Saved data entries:
--- Start ---
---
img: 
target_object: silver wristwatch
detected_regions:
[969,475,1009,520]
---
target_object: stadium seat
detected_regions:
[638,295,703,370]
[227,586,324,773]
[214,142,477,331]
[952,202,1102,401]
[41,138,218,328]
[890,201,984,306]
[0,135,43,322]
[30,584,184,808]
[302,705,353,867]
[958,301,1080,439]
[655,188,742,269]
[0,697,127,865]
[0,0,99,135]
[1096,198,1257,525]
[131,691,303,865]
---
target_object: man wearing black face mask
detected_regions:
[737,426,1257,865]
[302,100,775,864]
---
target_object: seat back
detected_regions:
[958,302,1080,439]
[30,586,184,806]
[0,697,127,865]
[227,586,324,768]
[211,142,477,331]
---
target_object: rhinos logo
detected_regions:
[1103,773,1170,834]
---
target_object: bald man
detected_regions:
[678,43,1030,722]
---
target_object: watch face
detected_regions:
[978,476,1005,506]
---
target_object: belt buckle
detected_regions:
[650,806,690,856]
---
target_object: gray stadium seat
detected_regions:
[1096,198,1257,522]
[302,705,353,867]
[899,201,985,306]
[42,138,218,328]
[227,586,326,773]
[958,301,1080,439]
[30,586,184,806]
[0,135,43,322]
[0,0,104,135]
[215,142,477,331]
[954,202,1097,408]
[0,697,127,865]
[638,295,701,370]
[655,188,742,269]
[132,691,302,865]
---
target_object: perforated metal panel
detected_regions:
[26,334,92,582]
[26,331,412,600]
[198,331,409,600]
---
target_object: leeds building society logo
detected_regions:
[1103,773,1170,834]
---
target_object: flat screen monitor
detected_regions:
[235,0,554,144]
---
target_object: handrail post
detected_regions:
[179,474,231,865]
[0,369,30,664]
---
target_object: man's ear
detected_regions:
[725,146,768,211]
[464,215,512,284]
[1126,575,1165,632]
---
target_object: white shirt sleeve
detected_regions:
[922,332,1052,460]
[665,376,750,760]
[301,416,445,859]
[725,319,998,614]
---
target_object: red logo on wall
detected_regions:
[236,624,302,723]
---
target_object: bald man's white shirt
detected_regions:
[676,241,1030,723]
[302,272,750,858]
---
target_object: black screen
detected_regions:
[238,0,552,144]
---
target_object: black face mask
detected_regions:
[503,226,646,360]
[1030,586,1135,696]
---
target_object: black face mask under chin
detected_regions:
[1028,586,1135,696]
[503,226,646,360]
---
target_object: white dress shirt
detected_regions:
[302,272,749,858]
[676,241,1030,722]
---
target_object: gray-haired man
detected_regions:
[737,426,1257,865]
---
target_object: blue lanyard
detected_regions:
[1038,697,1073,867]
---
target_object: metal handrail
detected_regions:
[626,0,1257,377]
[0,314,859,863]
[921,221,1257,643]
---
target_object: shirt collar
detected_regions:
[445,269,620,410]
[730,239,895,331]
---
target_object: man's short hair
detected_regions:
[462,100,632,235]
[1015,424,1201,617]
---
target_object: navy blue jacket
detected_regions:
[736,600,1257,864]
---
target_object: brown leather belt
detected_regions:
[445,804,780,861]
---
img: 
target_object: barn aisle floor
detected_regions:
--- End ---
**PROBLEM STATEMENT:**
Each entry above is to be quoted exactly.

**ANSWER FOR THIS EXERCISE:**
---
img: 
target_object: silver wristwatch
detected_regions:
[969,475,1009,520]
---
target_object: stadium seat
detected_regions:
[638,295,703,370]
[227,586,324,773]
[214,142,477,331]
[952,202,1102,401]
[41,138,218,328]
[890,201,984,306]
[0,135,43,322]
[30,584,184,808]
[302,705,353,867]
[958,301,1080,439]
[655,188,742,269]
[0,697,127,865]
[0,0,99,135]
[1096,198,1257,525]
[131,691,303,865]
---
target_object: man wearing black face mask
detected_regions:
[737,426,1257,865]
[302,100,775,864]
---
target_object: seat back
detected_regions:
[958,302,1080,439]
[30,586,184,806]
[0,697,127,865]
[227,586,324,768]
[211,142,477,331]
---
target_object: rhinos logo
detected_regions:
[1103,773,1170,834]
---
target_object: bald man
detected_regions:
[678,43,1030,722]
---
target_object: watch face
detected_regions:
[978,476,1005,506]
---
target_object: belt buckle
detected_regions:
[650,806,690,856]
---
target_object: gray stadium seat
detected_regions:
[1096,198,1257,522]
[302,705,353,867]
[899,201,985,306]
[42,138,218,328]
[227,586,326,773]
[958,301,1080,439]
[30,586,184,806]
[0,135,43,322]
[0,0,104,135]
[215,142,477,331]
[954,202,1097,408]
[0,697,127,865]
[638,295,701,370]
[655,188,742,269]
[132,691,302,865]
---
target_object: perforated metal panel
detected_regions:
[26,334,92,582]
[26,331,412,600]
[198,331,409,600]
---
target_object: leeds building society logo
detected_regions:
[1103,773,1170,834]
---
target_object: flat screen monitor
detected_regions:
[235,0,554,144]
---
target_object: handrail post
detected_regions:
[179,474,231,865]
[0,369,30,664]
---
target_object: man's ear
detected_regions:
[725,146,768,211]
[464,215,512,284]
[1126,575,1165,632]
---
target_object: white shirt sleeve
detected_regions:
[922,332,1052,460]
[665,376,750,760]
[301,416,445,859]
[725,319,998,614]
---
target_object: red logo on wall
detected_regions:
[236,624,302,723]
---
target_object: bald man's white shirt
detected_regions:
[676,241,1030,723]
[302,272,750,858]
---
target_object: black screen
detected_regions:
[238,0,552,144]
---
target_object: black face mask
detected_regions:
[503,226,646,360]
[1030,586,1135,696]
---
target_object: black face mask under chin
detected_regions:
[1028,586,1135,696]
[503,226,646,360]
---
target_object: white dress shirt
detected_regions:
[302,272,749,858]
[676,241,1030,722]
---
target_object: gray-haired man
detected_regions:
[737,426,1257,865]
---
target_object: blue lanyard
detected_regions:
[1038,697,1073,867]
---
target_object: metal handrail
detected_regions:
[626,0,1257,377]
[0,314,859,863]
[921,221,1257,643]
---
target_object: shirt collar
detected_regions:
[445,269,620,410]
[730,239,895,331]
---
target_object: man's short hair
detected_regions:
[462,100,632,235]
[1015,424,1201,617]
---
target_object: navy blue jacket
detected_regions:
[736,600,1257,864]
---
target_object: brown leather belt
detected_regions:
[445,804,780,861]
---
img: 
target_object: barn aisle floor
detected_regions:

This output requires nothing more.